# Work to do:
Which rows below contain the string "deciduous"? Pull out every one of those lines in full, and treat uppercase and lowercase letters as different when matching.

───── Records for the exercise

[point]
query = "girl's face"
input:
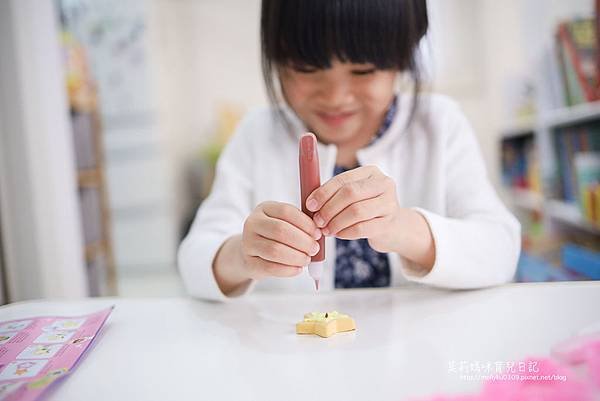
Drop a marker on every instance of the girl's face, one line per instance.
(343, 105)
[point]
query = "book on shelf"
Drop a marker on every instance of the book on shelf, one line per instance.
(569, 143)
(520, 164)
(587, 167)
(577, 53)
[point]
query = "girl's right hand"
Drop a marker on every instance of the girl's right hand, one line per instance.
(278, 240)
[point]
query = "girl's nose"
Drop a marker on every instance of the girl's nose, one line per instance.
(336, 93)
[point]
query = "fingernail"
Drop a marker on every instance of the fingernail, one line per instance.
(315, 249)
(319, 220)
(311, 204)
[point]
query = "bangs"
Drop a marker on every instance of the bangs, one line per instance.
(311, 33)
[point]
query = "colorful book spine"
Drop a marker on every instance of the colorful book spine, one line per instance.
(577, 54)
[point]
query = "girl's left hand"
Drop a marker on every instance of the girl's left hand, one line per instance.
(359, 203)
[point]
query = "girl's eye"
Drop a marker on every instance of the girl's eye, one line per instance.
(364, 72)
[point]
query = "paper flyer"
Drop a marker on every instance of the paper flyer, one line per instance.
(34, 352)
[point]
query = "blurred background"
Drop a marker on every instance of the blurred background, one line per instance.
(113, 113)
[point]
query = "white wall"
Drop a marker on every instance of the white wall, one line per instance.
(38, 187)
(208, 51)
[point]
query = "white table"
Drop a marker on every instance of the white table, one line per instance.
(407, 339)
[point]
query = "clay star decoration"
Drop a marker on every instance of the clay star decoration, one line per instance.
(325, 324)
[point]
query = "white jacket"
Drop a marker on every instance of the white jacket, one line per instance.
(438, 170)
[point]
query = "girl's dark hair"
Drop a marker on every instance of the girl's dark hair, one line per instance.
(310, 33)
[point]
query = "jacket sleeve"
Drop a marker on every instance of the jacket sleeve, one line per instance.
(477, 241)
(221, 215)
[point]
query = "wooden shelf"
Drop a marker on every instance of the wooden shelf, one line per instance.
(569, 213)
(519, 128)
(526, 199)
(93, 249)
(89, 178)
(574, 115)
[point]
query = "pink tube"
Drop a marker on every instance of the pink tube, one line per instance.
(310, 180)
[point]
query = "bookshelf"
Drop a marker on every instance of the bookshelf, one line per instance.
(93, 200)
(534, 161)
(91, 180)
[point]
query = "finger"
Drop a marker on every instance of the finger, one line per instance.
(363, 229)
(277, 252)
(347, 195)
(266, 268)
(355, 213)
(283, 232)
(322, 194)
(294, 216)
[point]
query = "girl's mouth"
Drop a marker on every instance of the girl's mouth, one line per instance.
(335, 119)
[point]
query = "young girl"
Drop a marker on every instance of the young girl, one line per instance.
(405, 196)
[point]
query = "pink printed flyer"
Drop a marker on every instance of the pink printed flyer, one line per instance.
(34, 352)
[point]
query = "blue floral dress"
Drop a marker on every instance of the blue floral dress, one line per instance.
(356, 263)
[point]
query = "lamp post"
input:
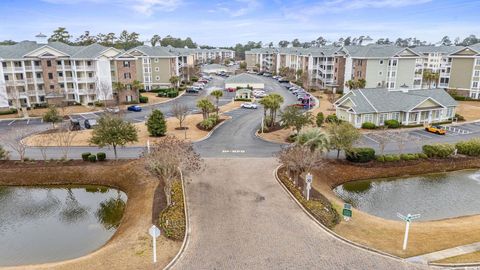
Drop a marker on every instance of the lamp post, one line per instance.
(407, 220)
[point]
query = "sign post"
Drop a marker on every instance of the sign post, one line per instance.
(407, 220)
(154, 232)
(308, 182)
(347, 211)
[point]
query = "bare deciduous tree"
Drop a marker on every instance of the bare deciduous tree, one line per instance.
(167, 157)
(180, 111)
(299, 159)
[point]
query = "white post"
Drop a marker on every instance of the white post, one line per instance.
(405, 239)
(154, 249)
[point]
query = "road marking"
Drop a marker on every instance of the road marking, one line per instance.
(419, 133)
(366, 136)
(233, 151)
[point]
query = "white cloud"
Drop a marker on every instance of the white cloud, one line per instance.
(145, 7)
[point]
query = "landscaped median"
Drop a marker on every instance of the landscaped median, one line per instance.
(382, 234)
(131, 246)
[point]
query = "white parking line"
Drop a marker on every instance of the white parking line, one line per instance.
(366, 136)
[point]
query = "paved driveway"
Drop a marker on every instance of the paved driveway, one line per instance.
(241, 218)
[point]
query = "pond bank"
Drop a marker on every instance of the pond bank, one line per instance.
(130, 247)
(387, 235)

──────────

# Correct result:
query = "bare deciduous tree"
Drop a marker on every instance of the bare deciduous tree, one line per instance.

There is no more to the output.